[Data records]

◆ ◆ ◆ ◆

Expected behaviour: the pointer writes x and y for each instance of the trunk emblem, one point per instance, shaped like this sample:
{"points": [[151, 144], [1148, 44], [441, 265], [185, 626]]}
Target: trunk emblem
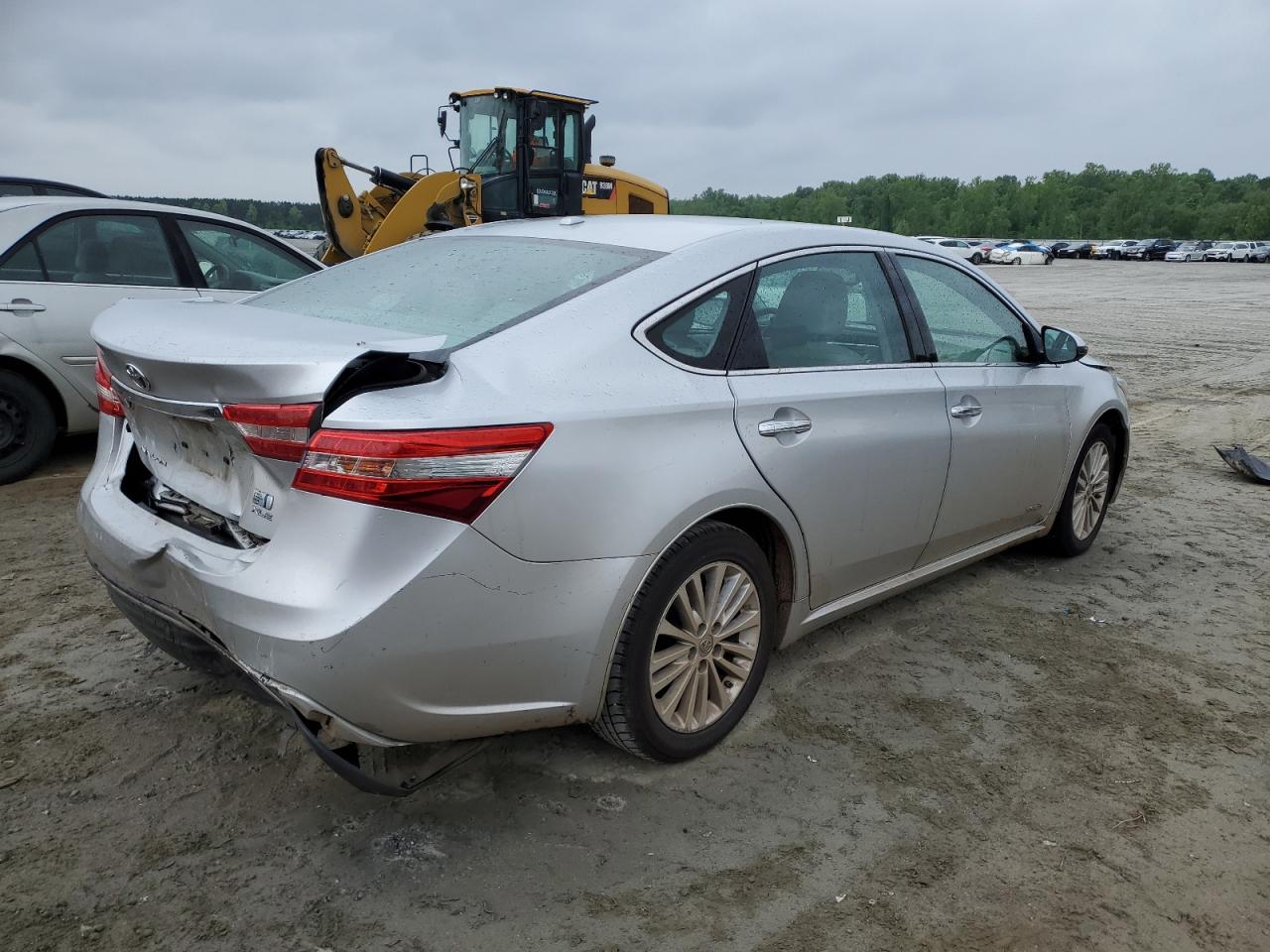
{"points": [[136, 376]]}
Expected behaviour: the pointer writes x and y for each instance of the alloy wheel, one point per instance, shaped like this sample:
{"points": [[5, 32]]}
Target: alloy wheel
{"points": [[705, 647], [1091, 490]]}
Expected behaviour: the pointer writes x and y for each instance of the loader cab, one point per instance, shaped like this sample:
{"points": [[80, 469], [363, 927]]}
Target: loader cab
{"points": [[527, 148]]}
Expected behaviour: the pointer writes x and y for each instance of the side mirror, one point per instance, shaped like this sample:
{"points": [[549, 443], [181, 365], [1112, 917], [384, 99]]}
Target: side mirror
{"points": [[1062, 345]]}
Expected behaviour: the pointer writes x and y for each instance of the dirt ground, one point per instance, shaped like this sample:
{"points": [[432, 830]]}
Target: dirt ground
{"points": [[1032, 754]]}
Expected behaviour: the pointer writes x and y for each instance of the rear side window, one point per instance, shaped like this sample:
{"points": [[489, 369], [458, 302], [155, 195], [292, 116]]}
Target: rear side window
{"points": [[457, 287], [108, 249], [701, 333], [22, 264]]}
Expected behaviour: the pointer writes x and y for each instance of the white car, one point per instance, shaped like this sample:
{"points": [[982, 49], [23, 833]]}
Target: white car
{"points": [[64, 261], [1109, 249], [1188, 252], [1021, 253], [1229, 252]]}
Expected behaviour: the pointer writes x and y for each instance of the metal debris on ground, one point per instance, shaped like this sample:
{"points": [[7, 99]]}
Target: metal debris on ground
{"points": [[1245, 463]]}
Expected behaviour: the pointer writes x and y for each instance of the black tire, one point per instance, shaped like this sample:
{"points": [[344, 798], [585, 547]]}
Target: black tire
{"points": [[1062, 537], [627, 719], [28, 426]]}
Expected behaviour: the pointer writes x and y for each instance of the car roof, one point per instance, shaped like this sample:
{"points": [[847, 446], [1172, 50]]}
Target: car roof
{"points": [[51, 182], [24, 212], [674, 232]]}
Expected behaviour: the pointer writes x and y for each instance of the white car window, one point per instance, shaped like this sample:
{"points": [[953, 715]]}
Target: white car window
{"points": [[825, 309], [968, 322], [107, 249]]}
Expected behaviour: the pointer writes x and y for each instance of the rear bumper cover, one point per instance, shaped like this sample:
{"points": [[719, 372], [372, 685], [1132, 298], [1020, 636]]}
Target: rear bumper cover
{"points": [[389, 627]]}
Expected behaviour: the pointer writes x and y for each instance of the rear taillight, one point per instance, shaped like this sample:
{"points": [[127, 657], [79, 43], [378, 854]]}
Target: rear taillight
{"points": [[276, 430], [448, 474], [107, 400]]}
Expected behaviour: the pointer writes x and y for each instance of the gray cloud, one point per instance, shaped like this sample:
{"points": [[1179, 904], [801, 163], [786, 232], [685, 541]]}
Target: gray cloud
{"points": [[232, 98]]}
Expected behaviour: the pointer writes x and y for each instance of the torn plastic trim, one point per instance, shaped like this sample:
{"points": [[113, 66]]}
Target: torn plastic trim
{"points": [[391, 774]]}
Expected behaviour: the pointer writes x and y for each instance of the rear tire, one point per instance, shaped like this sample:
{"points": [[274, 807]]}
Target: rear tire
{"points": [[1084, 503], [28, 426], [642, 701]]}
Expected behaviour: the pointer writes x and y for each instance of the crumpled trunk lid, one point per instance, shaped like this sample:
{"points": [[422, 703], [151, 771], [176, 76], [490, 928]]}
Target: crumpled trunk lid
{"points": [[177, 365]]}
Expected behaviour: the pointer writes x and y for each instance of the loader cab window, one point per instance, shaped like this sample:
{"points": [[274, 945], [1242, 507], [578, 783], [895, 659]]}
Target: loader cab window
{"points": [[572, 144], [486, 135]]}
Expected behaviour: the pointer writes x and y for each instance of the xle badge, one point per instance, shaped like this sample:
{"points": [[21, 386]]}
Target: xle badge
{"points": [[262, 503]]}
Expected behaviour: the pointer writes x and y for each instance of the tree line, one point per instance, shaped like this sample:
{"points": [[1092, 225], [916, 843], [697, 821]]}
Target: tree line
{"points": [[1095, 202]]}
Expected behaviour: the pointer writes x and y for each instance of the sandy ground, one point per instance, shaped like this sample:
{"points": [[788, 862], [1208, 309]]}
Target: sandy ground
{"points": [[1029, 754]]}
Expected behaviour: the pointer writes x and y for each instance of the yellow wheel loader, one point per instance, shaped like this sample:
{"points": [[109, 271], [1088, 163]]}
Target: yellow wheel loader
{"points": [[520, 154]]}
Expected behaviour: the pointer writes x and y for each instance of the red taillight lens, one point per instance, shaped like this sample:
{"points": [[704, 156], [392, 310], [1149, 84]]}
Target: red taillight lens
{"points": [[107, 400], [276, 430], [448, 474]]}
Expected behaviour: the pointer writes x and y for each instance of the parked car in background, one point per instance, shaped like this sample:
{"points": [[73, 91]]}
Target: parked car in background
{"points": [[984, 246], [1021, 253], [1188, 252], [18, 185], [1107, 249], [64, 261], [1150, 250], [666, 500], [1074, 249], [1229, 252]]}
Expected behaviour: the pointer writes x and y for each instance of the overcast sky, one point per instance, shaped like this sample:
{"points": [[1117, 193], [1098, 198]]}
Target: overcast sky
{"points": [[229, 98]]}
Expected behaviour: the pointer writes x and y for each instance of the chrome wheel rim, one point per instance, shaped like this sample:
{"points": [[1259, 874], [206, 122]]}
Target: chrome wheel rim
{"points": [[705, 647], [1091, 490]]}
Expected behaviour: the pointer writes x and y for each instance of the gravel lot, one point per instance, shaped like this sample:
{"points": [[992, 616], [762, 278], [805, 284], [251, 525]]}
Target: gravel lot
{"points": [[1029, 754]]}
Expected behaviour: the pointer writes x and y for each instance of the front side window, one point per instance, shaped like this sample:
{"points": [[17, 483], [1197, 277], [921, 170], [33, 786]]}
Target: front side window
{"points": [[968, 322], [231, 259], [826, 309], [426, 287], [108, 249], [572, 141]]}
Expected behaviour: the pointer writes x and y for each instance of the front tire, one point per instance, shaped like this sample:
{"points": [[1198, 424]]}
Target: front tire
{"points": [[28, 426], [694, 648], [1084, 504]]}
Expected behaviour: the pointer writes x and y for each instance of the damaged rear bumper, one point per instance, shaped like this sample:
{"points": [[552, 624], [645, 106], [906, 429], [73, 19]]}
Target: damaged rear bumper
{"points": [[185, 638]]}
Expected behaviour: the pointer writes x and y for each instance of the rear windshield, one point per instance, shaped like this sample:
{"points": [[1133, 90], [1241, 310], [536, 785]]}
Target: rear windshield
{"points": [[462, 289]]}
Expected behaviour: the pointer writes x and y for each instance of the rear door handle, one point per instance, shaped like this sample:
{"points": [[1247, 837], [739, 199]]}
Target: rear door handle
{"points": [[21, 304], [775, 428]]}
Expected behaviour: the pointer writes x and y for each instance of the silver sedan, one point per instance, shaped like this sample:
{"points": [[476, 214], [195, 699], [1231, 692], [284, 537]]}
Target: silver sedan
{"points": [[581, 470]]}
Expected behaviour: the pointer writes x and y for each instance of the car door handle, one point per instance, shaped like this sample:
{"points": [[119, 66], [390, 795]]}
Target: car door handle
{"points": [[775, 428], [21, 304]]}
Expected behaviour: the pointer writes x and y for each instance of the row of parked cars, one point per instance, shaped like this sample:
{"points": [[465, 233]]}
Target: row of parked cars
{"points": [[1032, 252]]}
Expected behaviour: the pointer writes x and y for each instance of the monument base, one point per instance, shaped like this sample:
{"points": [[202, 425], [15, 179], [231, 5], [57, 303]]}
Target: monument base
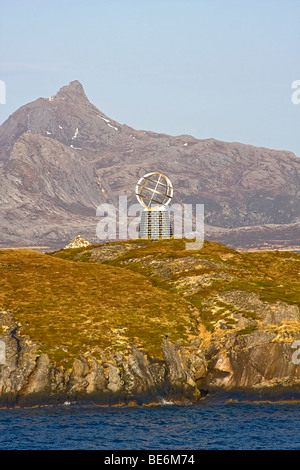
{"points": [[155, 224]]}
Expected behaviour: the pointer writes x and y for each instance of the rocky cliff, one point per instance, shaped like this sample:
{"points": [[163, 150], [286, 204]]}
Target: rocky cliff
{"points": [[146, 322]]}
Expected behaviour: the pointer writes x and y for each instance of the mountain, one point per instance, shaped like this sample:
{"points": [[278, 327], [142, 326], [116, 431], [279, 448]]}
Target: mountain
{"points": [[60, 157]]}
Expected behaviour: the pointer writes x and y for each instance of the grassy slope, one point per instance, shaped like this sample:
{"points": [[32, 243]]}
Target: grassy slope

◆ ◆ ◆ ◆

- _WRITTEN INSTRUCTION_:
Each line from the one containing "of the monument" through the last line of the listing is to be given again exactly, with no pictures and no other lines.

- _SOLUTION TO THIS EXERCISE_:
Expected behaviour: the pointer writes x and y for each instance of the monument base, one point per instance, shaped like this sample:
{"points": [[202, 425], [15, 179], [231, 5], [57, 303]]}
Target: monument base
{"points": [[155, 224]]}
Expected behaviour: the pointer writes x and y for each instance of the rocky cliff, one point per instance, shaped like this sample:
{"points": [[163, 150], [286, 204]]}
Target: rocky cliff
{"points": [[146, 322]]}
Expected behaviour: the pointer writes x and y for each instance of the mountain, one point per instance, shaped like this sample:
{"points": [[278, 327], [142, 326], [116, 431], [279, 448]]}
Target: mountain
{"points": [[60, 157]]}
Expected behaviour: the pointer writes x and y for each instance of the grassy slope, one point per instance, shaped like this sample:
{"points": [[32, 243]]}
Target: grassy slope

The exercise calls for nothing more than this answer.